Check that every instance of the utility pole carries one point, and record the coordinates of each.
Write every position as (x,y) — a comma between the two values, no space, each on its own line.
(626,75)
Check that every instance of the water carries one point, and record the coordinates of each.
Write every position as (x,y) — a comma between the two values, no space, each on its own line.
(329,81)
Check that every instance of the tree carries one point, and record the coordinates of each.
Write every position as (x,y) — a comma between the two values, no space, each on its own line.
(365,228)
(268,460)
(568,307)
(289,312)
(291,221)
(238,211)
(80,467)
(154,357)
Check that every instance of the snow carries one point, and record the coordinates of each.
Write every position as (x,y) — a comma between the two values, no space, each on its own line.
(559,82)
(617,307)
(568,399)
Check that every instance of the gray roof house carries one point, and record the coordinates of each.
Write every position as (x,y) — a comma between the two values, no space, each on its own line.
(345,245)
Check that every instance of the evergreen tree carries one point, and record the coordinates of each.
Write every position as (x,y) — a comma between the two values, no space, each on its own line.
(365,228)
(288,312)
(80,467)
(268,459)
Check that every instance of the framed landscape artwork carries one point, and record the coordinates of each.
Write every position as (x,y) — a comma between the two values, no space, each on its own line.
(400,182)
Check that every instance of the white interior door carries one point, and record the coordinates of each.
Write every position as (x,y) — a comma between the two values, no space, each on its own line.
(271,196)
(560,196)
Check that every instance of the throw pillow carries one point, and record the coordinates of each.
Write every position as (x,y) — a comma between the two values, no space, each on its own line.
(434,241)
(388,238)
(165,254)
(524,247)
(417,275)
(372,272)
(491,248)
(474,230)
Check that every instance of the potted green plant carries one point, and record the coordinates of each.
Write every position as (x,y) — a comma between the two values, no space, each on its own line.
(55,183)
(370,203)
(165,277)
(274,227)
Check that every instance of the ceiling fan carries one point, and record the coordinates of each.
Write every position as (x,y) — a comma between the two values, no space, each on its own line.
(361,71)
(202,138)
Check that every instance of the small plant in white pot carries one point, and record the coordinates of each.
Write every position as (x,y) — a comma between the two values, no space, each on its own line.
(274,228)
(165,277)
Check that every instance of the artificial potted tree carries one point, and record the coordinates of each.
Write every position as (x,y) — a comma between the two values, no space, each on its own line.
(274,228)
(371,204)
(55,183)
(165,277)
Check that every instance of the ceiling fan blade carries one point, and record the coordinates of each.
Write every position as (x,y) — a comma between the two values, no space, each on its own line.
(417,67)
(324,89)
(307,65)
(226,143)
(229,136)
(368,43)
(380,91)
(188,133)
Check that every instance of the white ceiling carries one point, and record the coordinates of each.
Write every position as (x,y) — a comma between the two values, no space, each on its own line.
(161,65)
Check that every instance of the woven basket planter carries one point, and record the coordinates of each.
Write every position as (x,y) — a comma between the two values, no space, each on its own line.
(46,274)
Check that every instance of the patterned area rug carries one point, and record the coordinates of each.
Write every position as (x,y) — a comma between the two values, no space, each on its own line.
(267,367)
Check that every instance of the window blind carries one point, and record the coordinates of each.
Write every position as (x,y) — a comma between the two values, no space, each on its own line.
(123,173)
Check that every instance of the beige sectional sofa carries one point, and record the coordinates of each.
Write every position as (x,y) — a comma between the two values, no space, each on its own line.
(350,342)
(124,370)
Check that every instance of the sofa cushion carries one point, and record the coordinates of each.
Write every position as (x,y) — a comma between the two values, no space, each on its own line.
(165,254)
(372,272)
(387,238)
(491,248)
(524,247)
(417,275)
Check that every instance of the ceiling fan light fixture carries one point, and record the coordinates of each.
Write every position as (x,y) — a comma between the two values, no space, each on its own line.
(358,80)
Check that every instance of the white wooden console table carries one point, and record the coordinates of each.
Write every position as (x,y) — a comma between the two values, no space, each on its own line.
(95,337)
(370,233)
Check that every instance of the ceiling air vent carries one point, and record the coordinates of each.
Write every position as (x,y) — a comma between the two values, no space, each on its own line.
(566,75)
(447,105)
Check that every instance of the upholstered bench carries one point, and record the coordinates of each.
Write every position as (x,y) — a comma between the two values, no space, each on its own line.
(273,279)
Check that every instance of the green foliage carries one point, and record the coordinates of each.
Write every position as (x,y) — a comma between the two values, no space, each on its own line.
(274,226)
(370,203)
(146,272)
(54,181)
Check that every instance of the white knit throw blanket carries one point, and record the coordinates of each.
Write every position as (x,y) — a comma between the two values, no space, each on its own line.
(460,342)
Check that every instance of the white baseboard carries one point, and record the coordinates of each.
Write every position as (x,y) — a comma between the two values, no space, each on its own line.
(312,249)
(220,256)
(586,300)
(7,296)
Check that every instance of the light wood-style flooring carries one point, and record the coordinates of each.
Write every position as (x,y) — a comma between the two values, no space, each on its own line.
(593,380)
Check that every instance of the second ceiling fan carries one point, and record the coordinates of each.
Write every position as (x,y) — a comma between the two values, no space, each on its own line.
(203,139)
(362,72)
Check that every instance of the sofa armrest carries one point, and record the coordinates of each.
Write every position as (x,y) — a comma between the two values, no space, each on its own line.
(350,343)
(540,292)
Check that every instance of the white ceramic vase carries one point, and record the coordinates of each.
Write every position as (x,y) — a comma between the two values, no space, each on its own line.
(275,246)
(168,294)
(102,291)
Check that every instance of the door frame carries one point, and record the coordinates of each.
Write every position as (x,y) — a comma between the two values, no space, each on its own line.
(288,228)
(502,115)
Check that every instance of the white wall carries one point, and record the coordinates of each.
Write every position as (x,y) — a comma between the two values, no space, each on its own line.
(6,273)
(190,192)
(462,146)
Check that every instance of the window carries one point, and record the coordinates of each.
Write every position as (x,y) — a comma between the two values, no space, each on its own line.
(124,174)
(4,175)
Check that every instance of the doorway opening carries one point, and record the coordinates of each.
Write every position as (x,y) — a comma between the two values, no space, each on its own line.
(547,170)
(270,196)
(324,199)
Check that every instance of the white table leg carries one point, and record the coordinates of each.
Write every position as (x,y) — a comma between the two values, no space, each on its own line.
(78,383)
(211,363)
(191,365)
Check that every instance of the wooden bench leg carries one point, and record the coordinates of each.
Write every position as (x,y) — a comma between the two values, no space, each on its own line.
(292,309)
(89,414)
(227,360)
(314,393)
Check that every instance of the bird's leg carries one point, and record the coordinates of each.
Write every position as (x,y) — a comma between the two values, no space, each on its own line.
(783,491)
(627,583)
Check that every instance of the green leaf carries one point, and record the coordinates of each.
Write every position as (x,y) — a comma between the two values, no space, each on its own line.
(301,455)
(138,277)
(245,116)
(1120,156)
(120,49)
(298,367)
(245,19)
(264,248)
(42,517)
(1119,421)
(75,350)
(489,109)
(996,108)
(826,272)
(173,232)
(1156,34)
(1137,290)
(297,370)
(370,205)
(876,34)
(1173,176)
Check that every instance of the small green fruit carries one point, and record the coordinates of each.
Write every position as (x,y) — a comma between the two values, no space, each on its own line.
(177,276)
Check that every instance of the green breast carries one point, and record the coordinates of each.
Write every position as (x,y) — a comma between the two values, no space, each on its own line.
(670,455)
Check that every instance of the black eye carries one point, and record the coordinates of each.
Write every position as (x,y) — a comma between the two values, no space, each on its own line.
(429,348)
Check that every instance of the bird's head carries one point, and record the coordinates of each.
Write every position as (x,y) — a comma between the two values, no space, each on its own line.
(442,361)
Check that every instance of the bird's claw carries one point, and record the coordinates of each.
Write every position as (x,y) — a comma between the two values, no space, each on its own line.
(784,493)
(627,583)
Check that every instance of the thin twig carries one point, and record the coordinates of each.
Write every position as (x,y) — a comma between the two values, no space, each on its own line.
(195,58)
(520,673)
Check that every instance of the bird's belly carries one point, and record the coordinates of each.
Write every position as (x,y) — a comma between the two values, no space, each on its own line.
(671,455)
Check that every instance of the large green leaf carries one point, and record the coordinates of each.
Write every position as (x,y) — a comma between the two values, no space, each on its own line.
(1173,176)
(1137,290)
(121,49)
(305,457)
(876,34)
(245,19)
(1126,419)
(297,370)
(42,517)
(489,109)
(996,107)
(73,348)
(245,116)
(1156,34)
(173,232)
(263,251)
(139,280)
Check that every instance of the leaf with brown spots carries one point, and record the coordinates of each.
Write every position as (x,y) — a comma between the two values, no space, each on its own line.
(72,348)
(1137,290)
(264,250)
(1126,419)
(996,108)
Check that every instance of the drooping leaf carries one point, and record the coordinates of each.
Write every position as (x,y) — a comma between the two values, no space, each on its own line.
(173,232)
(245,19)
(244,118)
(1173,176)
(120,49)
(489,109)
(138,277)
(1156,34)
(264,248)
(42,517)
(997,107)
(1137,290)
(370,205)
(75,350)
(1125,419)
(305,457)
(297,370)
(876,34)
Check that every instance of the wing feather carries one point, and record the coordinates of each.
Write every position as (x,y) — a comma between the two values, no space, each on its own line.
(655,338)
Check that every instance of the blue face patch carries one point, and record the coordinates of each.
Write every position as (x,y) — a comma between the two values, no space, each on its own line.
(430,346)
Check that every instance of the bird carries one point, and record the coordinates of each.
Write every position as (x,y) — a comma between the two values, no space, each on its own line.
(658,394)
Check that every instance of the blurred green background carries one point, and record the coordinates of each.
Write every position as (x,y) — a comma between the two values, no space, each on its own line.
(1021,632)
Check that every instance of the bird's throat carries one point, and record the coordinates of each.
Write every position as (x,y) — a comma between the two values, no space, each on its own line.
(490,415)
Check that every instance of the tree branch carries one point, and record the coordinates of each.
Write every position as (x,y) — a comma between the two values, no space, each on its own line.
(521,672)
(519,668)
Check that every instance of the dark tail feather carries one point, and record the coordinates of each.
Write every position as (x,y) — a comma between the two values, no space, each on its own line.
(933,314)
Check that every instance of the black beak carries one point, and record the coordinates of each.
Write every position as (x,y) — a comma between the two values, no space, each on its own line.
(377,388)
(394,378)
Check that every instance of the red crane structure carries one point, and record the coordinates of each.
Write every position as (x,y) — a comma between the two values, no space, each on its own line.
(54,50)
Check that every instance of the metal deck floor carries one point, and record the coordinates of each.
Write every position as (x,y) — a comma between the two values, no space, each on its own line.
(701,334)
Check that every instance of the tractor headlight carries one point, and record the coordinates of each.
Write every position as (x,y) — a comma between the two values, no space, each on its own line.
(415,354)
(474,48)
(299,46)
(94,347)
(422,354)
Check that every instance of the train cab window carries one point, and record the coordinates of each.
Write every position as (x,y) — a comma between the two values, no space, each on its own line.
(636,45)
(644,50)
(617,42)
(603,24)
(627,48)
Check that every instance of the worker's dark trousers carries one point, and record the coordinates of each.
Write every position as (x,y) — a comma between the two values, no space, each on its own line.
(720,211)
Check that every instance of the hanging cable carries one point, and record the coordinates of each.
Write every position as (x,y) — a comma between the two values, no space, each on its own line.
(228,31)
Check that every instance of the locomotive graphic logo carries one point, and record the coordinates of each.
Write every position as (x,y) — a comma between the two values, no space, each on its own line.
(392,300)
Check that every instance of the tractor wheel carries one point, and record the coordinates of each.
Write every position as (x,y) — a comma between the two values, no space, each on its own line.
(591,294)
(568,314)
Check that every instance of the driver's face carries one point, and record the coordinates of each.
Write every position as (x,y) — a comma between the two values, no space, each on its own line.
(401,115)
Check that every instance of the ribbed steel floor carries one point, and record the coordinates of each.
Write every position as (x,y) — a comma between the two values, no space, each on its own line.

-*-

* [Exercise brief] Starting at the line that contains "Check that every instance of the worker's" and ending with the last line of the records, write those lines out again, substituting "overhead wire" for "hanging cable" and changing nothing else.

* [Complete response]
Check that every instance of the worker's dark trousers carries one point, and record the coordinates of each.
Write every position as (x,y) — a comma between the two values, no space, each on its own line.
(720,211)
Check that every instance of the overhead wire carries one point, and record the coordinates of each.
Write every position as (x,y) — a comma between the two values, no space, each on its own line.
(228,31)
Check that every instance of the locomotive graphic logo carries one point, and record the coordinates of each.
Write every position as (x,y) — a comma between the two values, no space, each on its own line.
(392,300)
Check that every instance of the tractor wheel carries one point, and record the coordinates of each.
Write every position as (x,y) — a comma between the two values, no space, each on its own line.
(591,294)
(568,314)
Check that every instance of the driver's face carries one point, and record the coordinates of each.
Write every position as (x,y) — a comma between the two values, no space, each on its own line.
(401,115)
Check that every instance of the ribbed steel floor carries one point, and record the coordinates of each.
Write every position as (x,y) — a comma between the two values, no space, each on its own line.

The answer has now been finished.